EXERCISE:
Return the data below exactly, please, but drop the pictures.

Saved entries

_ _ _

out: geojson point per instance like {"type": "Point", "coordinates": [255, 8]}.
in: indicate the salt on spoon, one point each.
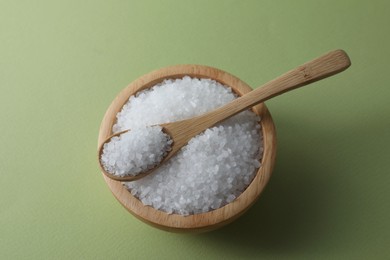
{"type": "Point", "coordinates": [181, 132]}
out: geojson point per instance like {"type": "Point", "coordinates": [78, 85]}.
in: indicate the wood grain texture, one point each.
{"type": "Point", "coordinates": [183, 131]}
{"type": "Point", "coordinates": [205, 221]}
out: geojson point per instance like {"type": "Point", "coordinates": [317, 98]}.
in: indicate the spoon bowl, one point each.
{"type": "Point", "coordinates": [205, 221]}
{"type": "Point", "coordinates": [183, 131]}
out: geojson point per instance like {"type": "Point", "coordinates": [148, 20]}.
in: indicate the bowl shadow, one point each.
{"type": "Point", "coordinates": [292, 209]}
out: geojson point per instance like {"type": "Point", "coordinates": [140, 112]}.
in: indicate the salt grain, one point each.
{"type": "Point", "coordinates": [135, 151]}
{"type": "Point", "coordinates": [215, 167]}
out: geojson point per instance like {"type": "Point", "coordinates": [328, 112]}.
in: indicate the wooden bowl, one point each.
{"type": "Point", "coordinates": [205, 221]}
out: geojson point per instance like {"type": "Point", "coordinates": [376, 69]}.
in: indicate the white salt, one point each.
{"type": "Point", "coordinates": [215, 167]}
{"type": "Point", "coordinates": [135, 151]}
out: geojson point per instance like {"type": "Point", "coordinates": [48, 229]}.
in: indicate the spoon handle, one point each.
{"type": "Point", "coordinates": [317, 69]}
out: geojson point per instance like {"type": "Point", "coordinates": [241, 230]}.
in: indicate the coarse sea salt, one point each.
{"type": "Point", "coordinates": [135, 151]}
{"type": "Point", "coordinates": [215, 167]}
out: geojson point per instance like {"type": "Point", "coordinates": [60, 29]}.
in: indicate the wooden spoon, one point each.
{"type": "Point", "coordinates": [182, 131]}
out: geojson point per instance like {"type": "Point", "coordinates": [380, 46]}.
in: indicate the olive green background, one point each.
{"type": "Point", "coordinates": [63, 62]}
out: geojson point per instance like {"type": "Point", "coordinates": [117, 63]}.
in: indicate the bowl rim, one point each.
{"type": "Point", "coordinates": [203, 221]}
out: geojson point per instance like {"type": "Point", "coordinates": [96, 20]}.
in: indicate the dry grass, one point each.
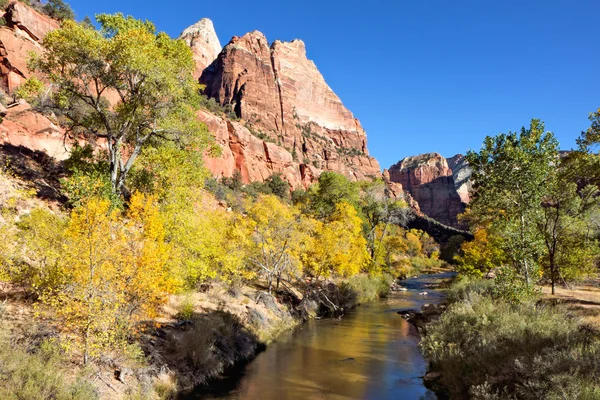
{"type": "Point", "coordinates": [582, 301]}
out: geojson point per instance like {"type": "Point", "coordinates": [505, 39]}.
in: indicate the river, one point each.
{"type": "Point", "coordinates": [371, 353]}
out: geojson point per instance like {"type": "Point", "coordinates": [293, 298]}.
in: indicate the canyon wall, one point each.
{"type": "Point", "coordinates": [281, 98]}
{"type": "Point", "coordinates": [430, 182]}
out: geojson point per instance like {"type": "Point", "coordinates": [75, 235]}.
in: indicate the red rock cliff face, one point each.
{"type": "Point", "coordinates": [429, 181]}
{"type": "Point", "coordinates": [24, 29]}
{"type": "Point", "coordinates": [279, 94]}
{"type": "Point", "coordinates": [205, 45]}
{"type": "Point", "coordinates": [20, 124]}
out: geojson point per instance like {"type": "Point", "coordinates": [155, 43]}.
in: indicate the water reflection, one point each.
{"type": "Point", "coordinates": [371, 353]}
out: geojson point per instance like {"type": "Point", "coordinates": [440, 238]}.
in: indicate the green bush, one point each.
{"type": "Point", "coordinates": [370, 287]}
{"type": "Point", "coordinates": [37, 374]}
{"type": "Point", "coordinates": [492, 348]}
{"type": "Point", "coordinates": [465, 288]}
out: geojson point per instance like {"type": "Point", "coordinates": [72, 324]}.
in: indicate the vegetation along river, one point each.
{"type": "Point", "coordinates": [371, 353]}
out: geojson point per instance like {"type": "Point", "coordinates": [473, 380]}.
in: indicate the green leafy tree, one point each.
{"type": "Point", "coordinates": [332, 189]}
{"type": "Point", "coordinates": [566, 227]}
{"type": "Point", "coordinates": [146, 75]}
{"type": "Point", "coordinates": [510, 174]}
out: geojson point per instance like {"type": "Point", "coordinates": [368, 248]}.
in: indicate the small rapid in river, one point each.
{"type": "Point", "coordinates": [371, 353]}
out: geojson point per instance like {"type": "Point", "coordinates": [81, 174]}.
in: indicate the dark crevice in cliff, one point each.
{"type": "Point", "coordinates": [279, 90]}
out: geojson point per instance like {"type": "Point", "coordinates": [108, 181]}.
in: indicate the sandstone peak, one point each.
{"type": "Point", "coordinates": [281, 95]}
{"type": "Point", "coordinates": [429, 180]}
{"type": "Point", "coordinates": [461, 171]}
{"type": "Point", "coordinates": [427, 159]}
{"type": "Point", "coordinates": [205, 45]}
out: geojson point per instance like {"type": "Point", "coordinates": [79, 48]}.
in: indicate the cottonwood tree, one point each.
{"type": "Point", "coordinates": [510, 174]}
{"type": "Point", "coordinates": [116, 274]}
{"type": "Point", "coordinates": [565, 227]}
{"type": "Point", "coordinates": [274, 235]}
{"type": "Point", "coordinates": [124, 85]}
{"type": "Point", "coordinates": [380, 212]}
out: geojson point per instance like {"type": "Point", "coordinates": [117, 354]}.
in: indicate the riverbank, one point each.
{"type": "Point", "coordinates": [369, 353]}
{"type": "Point", "coordinates": [484, 347]}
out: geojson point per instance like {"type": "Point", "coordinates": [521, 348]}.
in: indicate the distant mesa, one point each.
{"type": "Point", "coordinates": [440, 190]}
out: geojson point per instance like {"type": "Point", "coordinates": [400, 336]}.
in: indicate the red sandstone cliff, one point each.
{"type": "Point", "coordinates": [279, 94]}
{"type": "Point", "coordinates": [461, 172]}
{"type": "Point", "coordinates": [429, 180]}
{"type": "Point", "coordinates": [205, 45]}
{"type": "Point", "coordinates": [20, 124]}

_ _ _

EXPECTED OUTPUT:
out: geojson point per instance like {"type": "Point", "coordinates": [255, 8]}.
in: indicate the salt on spoon, one point each.
{"type": "Point", "coordinates": [181, 132]}
out: geojson point per instance like {"type": "Point", "coordinates": [78, 85]}.
in: indicate the wood grain texture, one point each.
{"type": "Point", "coordinates": [183, 131]}
{"type": "Point", "coordinates": [205, 221]}
out: geojson point per instance like {"type": "Point", "coordinates": [317, 98]}.
in: indicate the spoon bowl, one point each.
{"type": "Point", "coordinates": [205, 221]}
{"type": "Point", "coordinates": [183, 131]}
out: geojson point per instance like {"type": "Point", "coordinates": [148, 20]}.
in: indicate the bowl shadow, one point each.
{"type": "Point", "coordinates": [292, 209]}
out: geojson point per instance like {"type": "Point", "coordinates": [140, 112]}.
in: indicate the salt grain, one point each.
{"type": "Point", "coordinates": [135, 151]}
{"type": "Point", "coordinates": [215, 167]}
out: geojson point per instance like {"type": "Point", "coordinates": [328, 112]}.
in: indicate the wooden bowl, one point each.
{"type": "Point", "coordinates": [205, 221]}
out: geojson point per instance like {"type": "Point", "coordinates": [376, 69]}.
in: indicate the white salt, one point each.
{"type": "Point", "coordinates": [215, 167]}
{"type": "Point", "coordinates": [135, 151]}
out: geojson point per instance like {"type": "Point", "coordinates": [48, 229]}.
in: indicate the spoon handle, one point each.
{"type": "Point", "coordinates": [317, 69]}
out: geojson point per instance like {"type": "Point", "coordinates": [241, 230]}.
in: indicate the coarse sea salt, one point each.
{"type": "Point", "coordinates": [135, 151]}
{"type": "Point", "coordinates": [215, 167]}
out: geojson point per instance like {"type": "Point", "coordinates": [60, 29]}.
in: indicate the wooden spoon, one point each.
{"type": "Point", "coordinates": [182, 131]}
out: geojson point per instance like {"type": "Point", "coordinates": [380, 46]}.
in: indicate the olive green background, one point each.
{"type": "Point", "coordinates": [63, 62]}
out: geojson point per instance like {"type": "Point", "coordinates": [117, 63]}.
in: indicate the bowl rim, one point each.
{"type": "Point", "coordinates": [203, 221]}
out: geojson point per instance like {"type": "Point", "coordinates": [96, 20]}.
in: indicate the dry grass, one point each.
{"type": "Point", "coordinates": [582, 301]}
out: geojson point per instance like {"type": "Point", "coordinates": [505, 39]}.
in: indicate the river, one point each.
{"type": "Point", "coordinates": [371, 353]}
out: geojson point per instance like {"type": "Point", "coordinates": [293, 298]}.
in: indicate the canyon wall, one point each.
{"type": "Point", "coordinates": [281, 98]}
{"type": "Point", "coordinates": [430, 182]}
out: geojson point per instance like {"type": "Point", "coordinates": [75, 235]}.
in: indicate the red rock cliff face, one point each.
{"type": "Point", "coordinates": [429, 181]}
{"type": "Point", "coordinates": [24, 29]}
{"type": "Point", "coordinates": [279, 94]}
{"type": "Point", "coordinates": [205, 45]}
{"type": "Point", "coordinates": [20, 124]}
out: geojson point per instance like {"type": "Point", "coordinates": [155, 43]}.
in: indicate the water reflection, one point each.
{"type": "Point", "coordinates": [371, 353]}
out: geojson point per instance like {"type": "Point", "coordinates": [440, 238]}.
in: indicate the green bush, one point each.
{"type": "Point", "coordinates": [370, 287]}
{"type": "Point", "coordinates": [37, 374]}
{"type": "Point", "coordinates": [492, 348]}
{"type": "Point", "coordinates": [465, 288]}
out: geojson point per instance like {"type": "Point", "coordinates": [72, 324]}.
in: indicate the vegetation along river, one point each.
{"type": "Point", "coordinates": [371, 353]}
out: geojson point per instance like {"type": "Point", "coordinates": [473, 380]}.
in: indicate the green leafy tree, one point each.
{"type": "Point", "coordinates": [332, 189]}
{"type": "Point", "coordinates": [566, 227]}
{"type": "Point", "coordinates": [146, 75]}
{"type": "Point", "coordinates": [510, 174]}
out: geojson point per instance like {"type": "Point", "coordinates": [368, 248]}.
in: indicate the small rapid in river, one point each.
{"type": "Point", "coordinates": [371, 353]}
out: geojson point per instance like {"type": "Point", "coordinates": [81, 174]}.
in: indicate the dark crevice in cliff, one point each.
{"type": "Point", "coordinates": [279, 90]}
out: geojson point per instance like {"type": "Point", "coordinates": [108, 181]}.
in: indicate the sandstone peak, one point each.
{"type": "Point", "coordinates": [281, 95]}
{"type": "Point", "coordinates": [429, 180]}
{"type": "Point", "coordinates": [461, 171]}
{"type": "Point", "coordinates": [427, 159]}
{"type": "Point", "coordinates": [205, 45]}
out: geojson point per instance like {"type": "Point", "coordinates": [79, 48]}.
in: indicate the cottonwood tree, one point each.
{"type": "Point", "coordinates": [510, 174]}
{"type": "Point", "coordinates": [116, 274]}
{"type": "Point", "coordinates": [565, 227]}
{"type": "Point", "coordinates": [274, 235]}
{"type": "Point", "coordinates": [124, 85]}
{"type": "Point", "coordinates": [380, 212]}
out: geojson point per instance like {"type": "Point", "coordinates": [117, 354]}.
in: indicate the riverbank, one point each.
{"type": "Point", "coordinates": [369, 353]}
{"type": "Point", "coordinates": [484, 347]}
out: geojson point per instance like {"type": "Point", "coordinates": [521, 348]}.
in: indicate the distant mesa, one point each.
{"type": "Point", "coordinates": [440, 190]}
out: geojson point per instance like {"type": "Point", "coordinates": [400, 336]}.
in: indicate the red sandstone cliff, one point each.
{"type": "Point", "coordinates": [279, 94]}
{"type": "Point", "coordinates": [461, 172]}
{"type": "Point", "coordinates": [429, 180]}
{"type": "Point", "coordinates": [205, 45]}
{"type": "Point", "coordinates": [20, 124]}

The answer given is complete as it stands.